Data records ::
↓↓↓

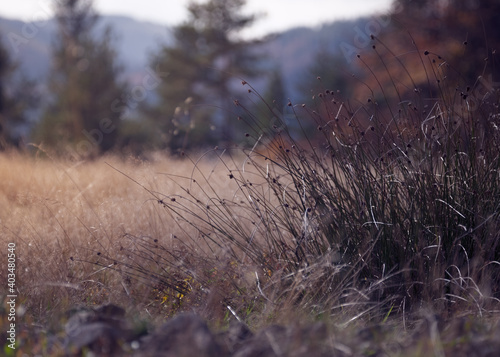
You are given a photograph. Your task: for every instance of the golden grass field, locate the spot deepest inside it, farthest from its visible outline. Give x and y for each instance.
(71, 220)
(56, 211)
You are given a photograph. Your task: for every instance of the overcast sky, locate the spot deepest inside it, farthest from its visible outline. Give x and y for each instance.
(280, 14)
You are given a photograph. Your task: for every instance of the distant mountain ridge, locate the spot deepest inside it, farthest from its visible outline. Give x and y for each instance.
(293, 50)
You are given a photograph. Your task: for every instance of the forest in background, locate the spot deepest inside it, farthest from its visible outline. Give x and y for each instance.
(185, 102)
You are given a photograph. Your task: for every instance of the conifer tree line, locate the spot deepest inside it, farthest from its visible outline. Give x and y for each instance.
(191, 107)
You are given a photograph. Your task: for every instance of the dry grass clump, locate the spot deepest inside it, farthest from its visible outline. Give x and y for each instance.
(388, 213)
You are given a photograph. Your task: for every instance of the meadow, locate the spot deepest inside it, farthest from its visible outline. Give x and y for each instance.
(382, 223)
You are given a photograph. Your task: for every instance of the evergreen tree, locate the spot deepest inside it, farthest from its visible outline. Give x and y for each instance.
(84, 85)
(17, 97)
(195, 101)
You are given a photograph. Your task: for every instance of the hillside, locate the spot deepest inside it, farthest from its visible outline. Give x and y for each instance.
(292, 51)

↑↑↑

Given request ::
Copy the entries again, starting with the line containing "the hillside, locate" and going on through the end of the entries, with "deepest" replaced by "innermost" and everything else left unchanged.

Finished exercise ::
You are given a photograph. Your task: for every instance of the hillside, locate the spot innermost inside it, farthest from its visible outline. Give x and y for each instance.
(292, 51)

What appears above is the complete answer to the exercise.